Render the lines of the material as a JSON list of strings, one string per line and blank lines omitted, beginning with the line containing "the white sneaker" and continuing through the end of the material.

Point annotations for photos:
━━━

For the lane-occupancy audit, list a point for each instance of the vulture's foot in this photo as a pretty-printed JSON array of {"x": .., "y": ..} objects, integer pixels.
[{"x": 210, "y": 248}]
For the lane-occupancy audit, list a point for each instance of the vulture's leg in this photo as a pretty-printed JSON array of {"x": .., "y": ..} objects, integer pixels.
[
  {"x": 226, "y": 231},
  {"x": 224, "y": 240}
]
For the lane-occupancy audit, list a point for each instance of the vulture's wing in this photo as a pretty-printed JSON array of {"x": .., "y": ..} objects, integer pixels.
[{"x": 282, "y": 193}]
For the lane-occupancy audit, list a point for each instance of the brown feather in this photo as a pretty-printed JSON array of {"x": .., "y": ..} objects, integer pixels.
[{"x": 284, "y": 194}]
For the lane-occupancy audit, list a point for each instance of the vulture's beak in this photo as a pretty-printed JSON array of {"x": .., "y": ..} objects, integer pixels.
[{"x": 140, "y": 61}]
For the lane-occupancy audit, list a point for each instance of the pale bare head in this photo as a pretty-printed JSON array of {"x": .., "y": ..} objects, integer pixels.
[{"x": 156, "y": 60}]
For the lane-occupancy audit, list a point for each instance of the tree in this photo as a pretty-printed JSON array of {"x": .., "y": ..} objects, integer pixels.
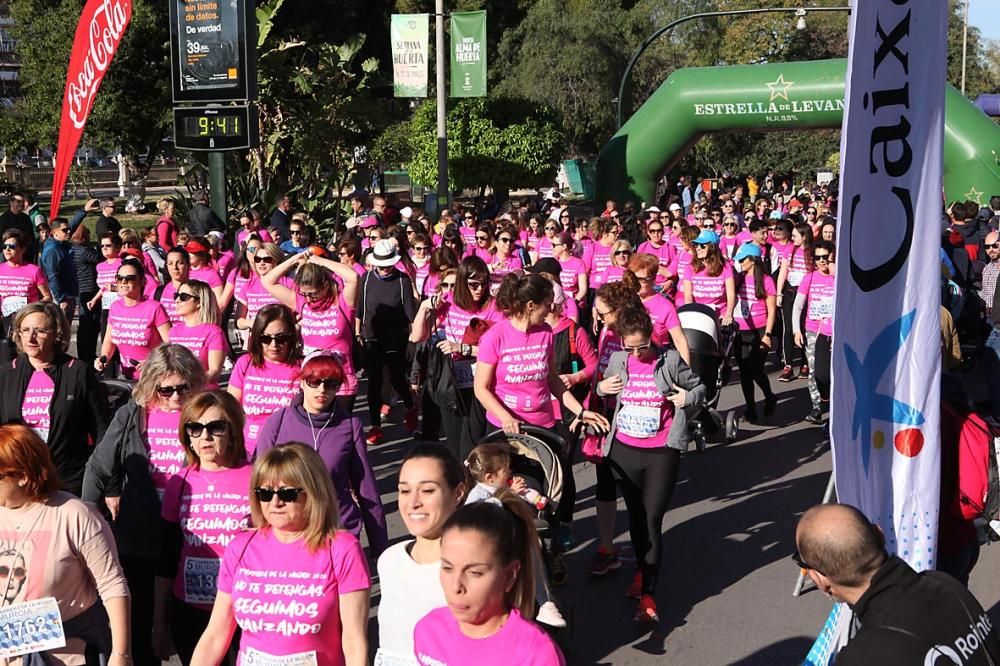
[{"x": 503, "y": 142}]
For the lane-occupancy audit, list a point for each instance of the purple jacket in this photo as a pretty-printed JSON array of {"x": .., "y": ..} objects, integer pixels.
[{"x": 342, "y": 447}]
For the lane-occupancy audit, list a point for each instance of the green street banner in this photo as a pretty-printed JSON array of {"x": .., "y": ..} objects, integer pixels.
[
  {"x": 468, "y": 54},
  {"x": 408, "y": 34}
]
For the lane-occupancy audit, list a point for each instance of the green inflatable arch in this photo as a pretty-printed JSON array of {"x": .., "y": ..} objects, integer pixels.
[{"x": 774, "y": 97}]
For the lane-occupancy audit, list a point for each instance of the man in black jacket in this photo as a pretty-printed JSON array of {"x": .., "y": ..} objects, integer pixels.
[
  {"x": 202, "y": 218},
  {"x": 905, "y": 617}
]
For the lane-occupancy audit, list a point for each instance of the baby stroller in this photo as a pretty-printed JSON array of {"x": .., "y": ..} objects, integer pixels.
[{"x": 710, "y": 344}]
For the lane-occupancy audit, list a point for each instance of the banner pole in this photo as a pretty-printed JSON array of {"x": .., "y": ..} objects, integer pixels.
[{"x": 443, "y": 193}]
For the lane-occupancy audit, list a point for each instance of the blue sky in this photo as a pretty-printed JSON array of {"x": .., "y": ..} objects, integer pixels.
[{"x": 985, "y": 15}]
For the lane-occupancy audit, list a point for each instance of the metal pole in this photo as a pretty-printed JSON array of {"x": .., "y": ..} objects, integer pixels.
[
  {"x": 217, "y": 185},
  {"x": 443, "y": 193},
  {"x": 734, "y": 12},
  {"x": 965, "y": 42}
]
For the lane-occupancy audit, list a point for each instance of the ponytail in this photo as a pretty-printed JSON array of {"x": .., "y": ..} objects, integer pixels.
[
  {"x": 516, "y": 291},
  {"x": 508, "y": 523}
]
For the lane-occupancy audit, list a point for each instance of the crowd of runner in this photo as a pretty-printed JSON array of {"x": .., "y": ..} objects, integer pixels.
[{"x": 235, "y": 471}]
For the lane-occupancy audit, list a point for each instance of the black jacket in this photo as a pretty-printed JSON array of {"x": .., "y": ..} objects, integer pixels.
[
  {"x": 906, "y": 616},
  {"x": 203, "y": 219},
  {"x": 78, "y": 413}
]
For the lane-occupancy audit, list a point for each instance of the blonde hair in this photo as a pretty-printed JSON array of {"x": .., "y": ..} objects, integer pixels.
[
  {"x": 167, "y": 359},
  {"x": 299, "y": 466},
  {"x": 56, "y": 321},
  {"x": 208, "y": 306}
]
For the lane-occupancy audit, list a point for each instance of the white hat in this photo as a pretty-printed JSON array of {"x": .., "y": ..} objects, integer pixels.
[{"x": 384, "y": 254}]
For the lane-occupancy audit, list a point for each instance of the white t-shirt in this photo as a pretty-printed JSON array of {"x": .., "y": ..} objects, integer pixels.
[{"x": 409, "y": 591}]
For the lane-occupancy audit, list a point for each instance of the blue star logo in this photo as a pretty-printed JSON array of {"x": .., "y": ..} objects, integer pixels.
[{"x": 870, "y": 405}]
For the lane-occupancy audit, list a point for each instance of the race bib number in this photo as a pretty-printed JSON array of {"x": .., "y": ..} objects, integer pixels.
[
  {"x": 385, "y": 658},
  {"x": 639, "y": 422},
  {"x": 200, "y": 575},
  {"x": 257, "y": 658},
  {"x": 108, "y": 298},
  {"x": 31, "y": 626},
  {"x": 465, "y": 374},
  {"x": 820, "y": 309},
  {"x": 12, "y": 304}
]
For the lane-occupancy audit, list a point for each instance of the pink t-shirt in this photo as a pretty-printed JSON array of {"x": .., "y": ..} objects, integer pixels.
[
  {"x": 332, "y": 330},
  {"x": 438, "y": 641},
  {"x": 36, "y": 403},
  {"x": 286, "y": 597},
  {"x": 265, "y": 390},
  {"x": 211, "y": 509},
  {"x": 664, "y": 316},
  {"x": 521, "y": 371},
  {"x": 818, "y": 290},
  {"x": 166, "y": 453},
  {"x": 134, "y": 329},
  {"x": 206, "y": 274},
  {"x": 645, "y": 414},
  {"x": 19, "y": 286},
  {"x": 707, "y": 289},
  {"x": 751, "y": 312},
  {"x": 200, "y": 339},
  {"x": 572, "y": 268}
]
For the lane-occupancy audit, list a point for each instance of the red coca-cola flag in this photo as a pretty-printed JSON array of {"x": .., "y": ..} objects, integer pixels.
[{"x": 98, "y": 34}]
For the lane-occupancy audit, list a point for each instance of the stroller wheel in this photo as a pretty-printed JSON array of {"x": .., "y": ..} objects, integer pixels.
[{"x": 732, "y": 427}]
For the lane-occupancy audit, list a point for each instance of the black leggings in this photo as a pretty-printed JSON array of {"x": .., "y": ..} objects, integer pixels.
[
  {"x": 750, "y": 357},
  {"x": 789, "y": 350},
  {"x": 647, "y": 478},
  {"x": 378, "y": 357}
]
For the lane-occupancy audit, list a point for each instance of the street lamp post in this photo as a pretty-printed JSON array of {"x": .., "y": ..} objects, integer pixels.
[{"x": 800, "y": 12}]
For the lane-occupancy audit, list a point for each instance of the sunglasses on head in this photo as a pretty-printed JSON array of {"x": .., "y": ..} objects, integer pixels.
[
  {"x": 214, "y": 428},
  {"x": 324, "y": 384},
  {"x": 167, "y": 391},
  {"x": 287, "y": 495}
]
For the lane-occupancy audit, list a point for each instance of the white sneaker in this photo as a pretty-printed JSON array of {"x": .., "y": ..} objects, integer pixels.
[{"x": 549, "y": 614}]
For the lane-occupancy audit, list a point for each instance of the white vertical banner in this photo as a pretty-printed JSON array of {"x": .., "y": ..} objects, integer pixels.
[{"x": 886, "y": 364}]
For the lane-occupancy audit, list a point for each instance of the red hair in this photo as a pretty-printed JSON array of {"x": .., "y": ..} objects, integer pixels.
[
  {"x": 322, "y": 367},
  {"x": 23, "y": 454}
]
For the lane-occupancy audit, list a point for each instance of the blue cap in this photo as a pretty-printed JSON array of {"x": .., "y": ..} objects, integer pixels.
[
  {"x": 748, "y": 249},
  {"x": 707, "y": 236}
]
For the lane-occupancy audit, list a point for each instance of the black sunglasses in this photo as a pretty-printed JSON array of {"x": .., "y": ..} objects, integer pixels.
[
  {"x": 167, "y": 391},
  {"x": 287, "y": 495},
  {"x": 214, "y": 428}
]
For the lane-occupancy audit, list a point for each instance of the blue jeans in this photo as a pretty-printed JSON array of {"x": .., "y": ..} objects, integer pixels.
[{"x": 991, "y": 367}]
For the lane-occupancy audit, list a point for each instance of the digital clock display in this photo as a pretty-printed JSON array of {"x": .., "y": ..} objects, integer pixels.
[{"x": 215, "y": 127}]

━━━

THE RESULT =
[
  "For the lane-occupancy audit, list a point for each instance of the white sneaker in this photo as a pretty-printed JSON array of {\"x\": .., \"y\": ..} objects, integer pixels.",
  "[{\"x\": 549, \"y\": 614}]",
  "For the lane-occupancy audit, list a point for each instance of the white vertical banner in this photo as a pretty-printed JSON array of {\"x\": .., \"y\": ..} objects, integer pixels.",
  "[{\"x\": 886, \"y\": 364}]",
  "For the lane-occupancy audit, list a point for each instance of the red hair in this photo as a pretty-printed JSON array of {\"x\": .., \"y\": ..} objects, integer pixels.",
  "[",
  "  {\"x\": 322, \"y\": 367},",
  "  {\"x\": 23, \"y\": 454}",
  "]",
  "For the lane-occupancy audit, list a point for each instance of the blue cap in this photo as a pretty-printed JSON array of {\"x\": .., \"y\": ..} objects, integer pixels.",
  "[",
  "  {\"x\": 748, \"y\": 249},",
  "  {\"x\": 707, \"y\": 236}",
  "]",
  "For the lane-occupancy audit, list a point for each instance of the black sunglasses in this photo as a pretty-printed JSON array of {\"x\": .., \"y\": ..} objects, integer pixels.",
  "[",
  "  {\"x\": 167, \"y\": 391},",
  "  {\"x\": 287, \"y\": 495},",
  "  {\"x\": 214, \"y\": 428}",
  "]",
  "For the lane-occupancy audit, list a point for each instance of the blue jeans in this photo as a pretty-printed JSON array of {\"x\": .., \"y\": ..} objects, integer pixels.",
  "[{\"x\": 991, \"y\": 367}]",
  "For the lane-occupancy audit, list a point for each instance of the digital clock display in this photo as a pretty-printed JSON array of {\"x\": .., \"y\": ..} objects, integer pixels.",
  "[{\"x\": 215, \"y\": 127}]"
]